→ **PROVIDED DATA**:
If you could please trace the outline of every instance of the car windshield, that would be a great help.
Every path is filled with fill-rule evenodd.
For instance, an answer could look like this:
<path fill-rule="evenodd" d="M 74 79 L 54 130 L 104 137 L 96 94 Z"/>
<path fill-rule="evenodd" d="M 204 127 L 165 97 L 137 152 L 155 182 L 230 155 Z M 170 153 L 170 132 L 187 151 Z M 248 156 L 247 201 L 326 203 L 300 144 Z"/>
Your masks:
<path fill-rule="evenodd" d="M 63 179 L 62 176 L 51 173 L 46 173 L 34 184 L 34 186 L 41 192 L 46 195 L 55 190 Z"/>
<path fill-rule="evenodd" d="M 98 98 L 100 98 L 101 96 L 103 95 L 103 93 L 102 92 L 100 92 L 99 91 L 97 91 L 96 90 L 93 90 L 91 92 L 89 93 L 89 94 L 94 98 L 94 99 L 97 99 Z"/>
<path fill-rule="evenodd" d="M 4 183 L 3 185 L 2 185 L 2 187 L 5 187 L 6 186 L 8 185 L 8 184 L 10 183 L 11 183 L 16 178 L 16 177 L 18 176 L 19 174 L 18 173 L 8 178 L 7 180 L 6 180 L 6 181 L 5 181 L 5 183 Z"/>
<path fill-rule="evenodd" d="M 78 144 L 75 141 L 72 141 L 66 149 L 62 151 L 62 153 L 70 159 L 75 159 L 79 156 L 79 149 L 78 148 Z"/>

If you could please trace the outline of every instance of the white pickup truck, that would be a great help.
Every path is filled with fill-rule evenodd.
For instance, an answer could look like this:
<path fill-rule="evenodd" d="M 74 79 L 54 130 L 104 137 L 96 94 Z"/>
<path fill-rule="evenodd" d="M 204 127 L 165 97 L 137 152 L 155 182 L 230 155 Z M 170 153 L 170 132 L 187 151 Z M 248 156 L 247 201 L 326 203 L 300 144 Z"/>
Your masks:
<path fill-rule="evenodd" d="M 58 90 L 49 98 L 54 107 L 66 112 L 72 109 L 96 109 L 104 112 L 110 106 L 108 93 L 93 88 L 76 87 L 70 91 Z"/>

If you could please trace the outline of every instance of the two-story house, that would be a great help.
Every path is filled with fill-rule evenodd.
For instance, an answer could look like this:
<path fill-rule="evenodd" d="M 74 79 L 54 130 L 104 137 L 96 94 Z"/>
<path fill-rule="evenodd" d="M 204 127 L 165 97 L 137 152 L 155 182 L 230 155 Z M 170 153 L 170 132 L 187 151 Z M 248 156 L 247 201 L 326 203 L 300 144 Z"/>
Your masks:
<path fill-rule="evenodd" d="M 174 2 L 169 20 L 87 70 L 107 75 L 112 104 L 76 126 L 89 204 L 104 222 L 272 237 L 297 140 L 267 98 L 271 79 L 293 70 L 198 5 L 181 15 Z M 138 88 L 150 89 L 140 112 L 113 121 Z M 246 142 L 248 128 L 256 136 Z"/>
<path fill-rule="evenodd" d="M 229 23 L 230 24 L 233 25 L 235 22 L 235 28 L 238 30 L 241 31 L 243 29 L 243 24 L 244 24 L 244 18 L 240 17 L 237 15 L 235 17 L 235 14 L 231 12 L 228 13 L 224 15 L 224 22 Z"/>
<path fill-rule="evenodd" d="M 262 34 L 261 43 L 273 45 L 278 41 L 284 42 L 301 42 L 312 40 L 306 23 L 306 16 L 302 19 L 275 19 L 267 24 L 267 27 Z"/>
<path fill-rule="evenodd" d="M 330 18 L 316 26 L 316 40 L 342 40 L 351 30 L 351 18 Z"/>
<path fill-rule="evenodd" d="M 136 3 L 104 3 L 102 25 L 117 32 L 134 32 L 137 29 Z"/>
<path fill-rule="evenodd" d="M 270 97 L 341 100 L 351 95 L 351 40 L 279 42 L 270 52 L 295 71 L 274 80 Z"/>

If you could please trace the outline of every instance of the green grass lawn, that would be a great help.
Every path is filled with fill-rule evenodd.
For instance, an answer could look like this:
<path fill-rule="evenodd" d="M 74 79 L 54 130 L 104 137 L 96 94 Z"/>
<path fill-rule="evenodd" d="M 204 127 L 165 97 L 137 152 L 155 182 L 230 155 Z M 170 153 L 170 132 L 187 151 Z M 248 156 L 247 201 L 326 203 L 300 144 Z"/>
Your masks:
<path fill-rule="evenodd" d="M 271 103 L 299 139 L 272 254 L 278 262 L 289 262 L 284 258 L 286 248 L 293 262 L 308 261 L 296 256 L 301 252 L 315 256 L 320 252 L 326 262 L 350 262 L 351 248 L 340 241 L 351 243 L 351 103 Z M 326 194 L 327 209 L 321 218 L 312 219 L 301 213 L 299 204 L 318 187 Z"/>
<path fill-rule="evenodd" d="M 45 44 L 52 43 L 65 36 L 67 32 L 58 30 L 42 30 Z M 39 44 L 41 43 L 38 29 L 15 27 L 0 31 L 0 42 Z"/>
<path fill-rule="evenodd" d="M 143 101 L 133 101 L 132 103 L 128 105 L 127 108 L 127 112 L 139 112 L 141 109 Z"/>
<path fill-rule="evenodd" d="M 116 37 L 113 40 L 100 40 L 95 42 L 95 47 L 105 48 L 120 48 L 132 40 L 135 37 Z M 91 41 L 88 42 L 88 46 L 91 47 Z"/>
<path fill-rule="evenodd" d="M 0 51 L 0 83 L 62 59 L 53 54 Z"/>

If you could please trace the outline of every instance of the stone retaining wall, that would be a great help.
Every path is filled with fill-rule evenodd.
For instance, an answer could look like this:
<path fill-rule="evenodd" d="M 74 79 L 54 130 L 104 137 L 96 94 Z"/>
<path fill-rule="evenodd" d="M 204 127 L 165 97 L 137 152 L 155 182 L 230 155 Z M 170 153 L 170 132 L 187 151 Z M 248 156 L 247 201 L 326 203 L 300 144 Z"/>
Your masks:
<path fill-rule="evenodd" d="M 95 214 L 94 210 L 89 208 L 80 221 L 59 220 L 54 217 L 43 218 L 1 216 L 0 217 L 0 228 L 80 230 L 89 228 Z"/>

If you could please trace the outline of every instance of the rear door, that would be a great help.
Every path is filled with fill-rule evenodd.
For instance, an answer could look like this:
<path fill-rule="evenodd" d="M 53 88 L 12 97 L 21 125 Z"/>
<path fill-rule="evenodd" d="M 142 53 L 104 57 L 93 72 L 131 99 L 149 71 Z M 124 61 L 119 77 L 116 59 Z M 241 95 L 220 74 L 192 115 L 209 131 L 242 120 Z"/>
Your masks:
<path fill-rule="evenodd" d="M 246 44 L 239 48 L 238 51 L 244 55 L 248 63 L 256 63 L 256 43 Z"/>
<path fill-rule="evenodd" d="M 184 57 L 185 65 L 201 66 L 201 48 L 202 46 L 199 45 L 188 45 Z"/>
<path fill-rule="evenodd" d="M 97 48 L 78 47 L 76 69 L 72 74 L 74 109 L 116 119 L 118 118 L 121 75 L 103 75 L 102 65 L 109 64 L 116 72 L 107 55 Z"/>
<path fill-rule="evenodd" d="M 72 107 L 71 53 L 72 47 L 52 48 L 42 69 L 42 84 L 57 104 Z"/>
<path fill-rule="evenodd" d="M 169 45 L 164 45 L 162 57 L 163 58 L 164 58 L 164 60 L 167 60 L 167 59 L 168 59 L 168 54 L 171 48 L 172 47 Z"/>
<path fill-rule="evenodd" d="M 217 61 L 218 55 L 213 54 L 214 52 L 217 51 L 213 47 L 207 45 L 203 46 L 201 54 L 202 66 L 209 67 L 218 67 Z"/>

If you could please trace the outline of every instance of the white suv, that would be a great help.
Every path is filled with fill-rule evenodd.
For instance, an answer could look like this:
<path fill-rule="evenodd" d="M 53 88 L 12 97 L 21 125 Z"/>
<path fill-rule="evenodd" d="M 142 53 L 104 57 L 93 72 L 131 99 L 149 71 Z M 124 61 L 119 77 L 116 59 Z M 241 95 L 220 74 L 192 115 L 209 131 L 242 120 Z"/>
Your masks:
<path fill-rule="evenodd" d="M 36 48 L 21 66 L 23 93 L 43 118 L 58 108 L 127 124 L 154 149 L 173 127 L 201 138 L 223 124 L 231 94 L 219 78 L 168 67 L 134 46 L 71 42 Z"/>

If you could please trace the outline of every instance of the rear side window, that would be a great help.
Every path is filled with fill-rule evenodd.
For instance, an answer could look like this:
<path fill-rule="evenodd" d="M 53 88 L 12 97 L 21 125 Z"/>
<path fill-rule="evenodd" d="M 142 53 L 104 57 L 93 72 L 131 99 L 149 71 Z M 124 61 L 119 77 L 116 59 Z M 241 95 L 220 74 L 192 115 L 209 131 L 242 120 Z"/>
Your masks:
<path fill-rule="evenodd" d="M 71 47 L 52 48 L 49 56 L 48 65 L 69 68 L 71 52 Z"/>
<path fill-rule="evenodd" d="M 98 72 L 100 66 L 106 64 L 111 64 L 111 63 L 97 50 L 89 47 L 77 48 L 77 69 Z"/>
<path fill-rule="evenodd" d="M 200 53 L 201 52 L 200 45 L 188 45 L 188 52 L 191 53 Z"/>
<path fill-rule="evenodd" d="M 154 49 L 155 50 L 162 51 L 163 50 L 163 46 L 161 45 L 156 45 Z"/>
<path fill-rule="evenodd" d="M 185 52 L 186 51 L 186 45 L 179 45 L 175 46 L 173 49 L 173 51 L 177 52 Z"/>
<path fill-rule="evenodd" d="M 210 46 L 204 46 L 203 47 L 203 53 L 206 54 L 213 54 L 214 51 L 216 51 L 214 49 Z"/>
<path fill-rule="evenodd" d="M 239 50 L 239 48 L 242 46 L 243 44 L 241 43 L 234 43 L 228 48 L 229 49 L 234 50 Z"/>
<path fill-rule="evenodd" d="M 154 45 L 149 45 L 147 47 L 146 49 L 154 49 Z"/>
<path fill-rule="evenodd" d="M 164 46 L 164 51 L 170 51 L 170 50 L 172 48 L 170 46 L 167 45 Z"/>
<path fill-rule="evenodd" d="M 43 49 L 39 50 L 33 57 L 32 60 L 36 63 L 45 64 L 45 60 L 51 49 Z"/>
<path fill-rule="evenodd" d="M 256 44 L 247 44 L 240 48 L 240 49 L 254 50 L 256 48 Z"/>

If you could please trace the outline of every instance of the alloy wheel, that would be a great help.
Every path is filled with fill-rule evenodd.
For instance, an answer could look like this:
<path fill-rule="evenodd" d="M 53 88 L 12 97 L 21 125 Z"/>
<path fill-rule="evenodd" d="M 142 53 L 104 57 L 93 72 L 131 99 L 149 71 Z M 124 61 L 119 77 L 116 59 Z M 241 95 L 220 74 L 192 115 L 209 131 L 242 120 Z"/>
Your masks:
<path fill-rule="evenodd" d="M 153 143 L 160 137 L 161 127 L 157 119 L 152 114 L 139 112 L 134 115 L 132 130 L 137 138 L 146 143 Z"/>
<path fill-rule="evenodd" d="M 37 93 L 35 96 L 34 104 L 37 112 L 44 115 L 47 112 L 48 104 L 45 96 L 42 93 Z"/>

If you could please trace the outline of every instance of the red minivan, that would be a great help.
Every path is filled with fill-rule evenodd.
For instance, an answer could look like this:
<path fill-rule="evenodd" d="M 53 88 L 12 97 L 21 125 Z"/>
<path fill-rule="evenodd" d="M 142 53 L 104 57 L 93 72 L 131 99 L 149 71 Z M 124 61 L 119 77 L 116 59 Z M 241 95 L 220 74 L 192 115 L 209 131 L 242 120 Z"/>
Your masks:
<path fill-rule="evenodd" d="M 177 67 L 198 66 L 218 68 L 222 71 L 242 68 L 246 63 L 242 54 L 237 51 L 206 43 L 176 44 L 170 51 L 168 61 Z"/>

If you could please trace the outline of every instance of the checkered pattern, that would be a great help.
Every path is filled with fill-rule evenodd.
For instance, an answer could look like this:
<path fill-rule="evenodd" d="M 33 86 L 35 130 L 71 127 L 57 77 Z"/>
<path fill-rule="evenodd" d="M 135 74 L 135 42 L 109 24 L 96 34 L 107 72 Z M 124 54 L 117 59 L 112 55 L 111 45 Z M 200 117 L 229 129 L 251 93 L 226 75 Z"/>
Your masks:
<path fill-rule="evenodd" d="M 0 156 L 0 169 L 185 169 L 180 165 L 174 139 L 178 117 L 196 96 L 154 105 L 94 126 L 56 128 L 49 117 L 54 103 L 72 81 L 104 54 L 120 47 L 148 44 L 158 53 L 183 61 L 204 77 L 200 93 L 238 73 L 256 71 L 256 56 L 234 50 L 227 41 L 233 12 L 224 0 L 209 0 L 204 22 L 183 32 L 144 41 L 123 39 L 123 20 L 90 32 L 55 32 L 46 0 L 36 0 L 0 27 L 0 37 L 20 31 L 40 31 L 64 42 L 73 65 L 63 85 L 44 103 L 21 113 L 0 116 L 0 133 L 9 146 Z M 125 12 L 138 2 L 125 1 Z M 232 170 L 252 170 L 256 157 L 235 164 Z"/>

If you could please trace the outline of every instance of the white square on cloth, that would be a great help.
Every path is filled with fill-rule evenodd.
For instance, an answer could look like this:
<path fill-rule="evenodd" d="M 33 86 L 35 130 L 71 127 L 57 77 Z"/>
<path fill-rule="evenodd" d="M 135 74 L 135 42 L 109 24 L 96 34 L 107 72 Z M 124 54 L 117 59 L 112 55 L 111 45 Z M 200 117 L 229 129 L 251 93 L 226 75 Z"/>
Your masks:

→ **EXERCISE**: Give the lines above as a numbered list, leaving out any blank lines, starting at the line that contains "wall, that would be a great help." and stopping after the line that contains "95 214 L 94".

→ **RESPONSE TO THE EXERCISE**:
1. If you could please trace the outline of every instance of the stone retaining wall, that would be a great help.
2. Every path is filled with fill-rule evenodd.
3. For instance, an answer could look like this:
4. <path fill-rule="evenodd" d="M 74 79 L 54 130 L 104 137 L 96 94 Z"/>
5. <path fill-rule="evenodd" d="M 204 127 L 165 97 L 137 152 L 155 182 L 230 155 Z M 170 153 L 170 132 L 187 151 Z M 248 156 L 247 201 L 326 203 L 300 144 Z"/>
6. Your masks:
7. <path fill-rule="evenodd" d="M 95 214 L 94 210 L 89 208 L 80 221 L 59 220 L 54 217 L 43 218 L 1 216 L 0 217 L 0 228 L 80 230 L 89 228 Z"/>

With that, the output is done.